[START OF Recorded information]
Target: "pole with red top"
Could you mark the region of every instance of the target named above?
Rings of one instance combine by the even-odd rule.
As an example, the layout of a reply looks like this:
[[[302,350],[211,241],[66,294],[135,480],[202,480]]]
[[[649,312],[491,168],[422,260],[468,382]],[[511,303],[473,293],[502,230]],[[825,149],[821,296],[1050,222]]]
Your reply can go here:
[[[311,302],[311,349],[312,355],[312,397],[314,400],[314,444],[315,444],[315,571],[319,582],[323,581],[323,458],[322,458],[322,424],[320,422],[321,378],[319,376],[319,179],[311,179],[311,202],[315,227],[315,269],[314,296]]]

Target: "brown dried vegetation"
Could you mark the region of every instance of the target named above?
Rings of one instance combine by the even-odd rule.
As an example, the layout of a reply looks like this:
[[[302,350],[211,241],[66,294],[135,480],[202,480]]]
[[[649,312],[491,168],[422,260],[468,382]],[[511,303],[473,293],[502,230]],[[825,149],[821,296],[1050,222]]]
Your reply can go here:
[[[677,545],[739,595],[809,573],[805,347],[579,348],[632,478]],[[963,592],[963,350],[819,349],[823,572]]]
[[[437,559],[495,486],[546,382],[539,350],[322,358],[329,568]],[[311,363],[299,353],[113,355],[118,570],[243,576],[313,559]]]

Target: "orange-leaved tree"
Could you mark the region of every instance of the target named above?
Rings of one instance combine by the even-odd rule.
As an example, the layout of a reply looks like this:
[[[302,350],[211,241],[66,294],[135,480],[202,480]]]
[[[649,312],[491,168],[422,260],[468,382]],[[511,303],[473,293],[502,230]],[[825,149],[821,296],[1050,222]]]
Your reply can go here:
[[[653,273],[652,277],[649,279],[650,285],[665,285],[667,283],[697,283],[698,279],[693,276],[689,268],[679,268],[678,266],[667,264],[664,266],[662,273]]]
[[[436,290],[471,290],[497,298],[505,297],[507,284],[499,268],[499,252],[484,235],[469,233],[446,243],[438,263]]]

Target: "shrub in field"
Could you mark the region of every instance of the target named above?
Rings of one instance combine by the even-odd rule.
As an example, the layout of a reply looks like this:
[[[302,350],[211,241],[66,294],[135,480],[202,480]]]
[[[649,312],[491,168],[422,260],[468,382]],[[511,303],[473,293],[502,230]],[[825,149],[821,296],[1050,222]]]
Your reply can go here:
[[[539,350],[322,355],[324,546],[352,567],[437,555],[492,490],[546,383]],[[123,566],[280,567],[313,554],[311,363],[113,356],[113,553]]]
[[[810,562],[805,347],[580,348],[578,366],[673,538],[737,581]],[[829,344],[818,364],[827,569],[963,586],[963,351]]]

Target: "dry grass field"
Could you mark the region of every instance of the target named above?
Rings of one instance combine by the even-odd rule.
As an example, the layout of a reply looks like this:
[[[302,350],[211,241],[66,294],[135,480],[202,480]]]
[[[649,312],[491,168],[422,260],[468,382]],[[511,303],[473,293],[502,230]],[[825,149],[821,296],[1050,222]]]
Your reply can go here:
[END OF Recorded information]
Gather every line in the items above that contains the word "field", and copy each one.

» **The answer**
Target: "shrub in field"
Target: "dry grass field"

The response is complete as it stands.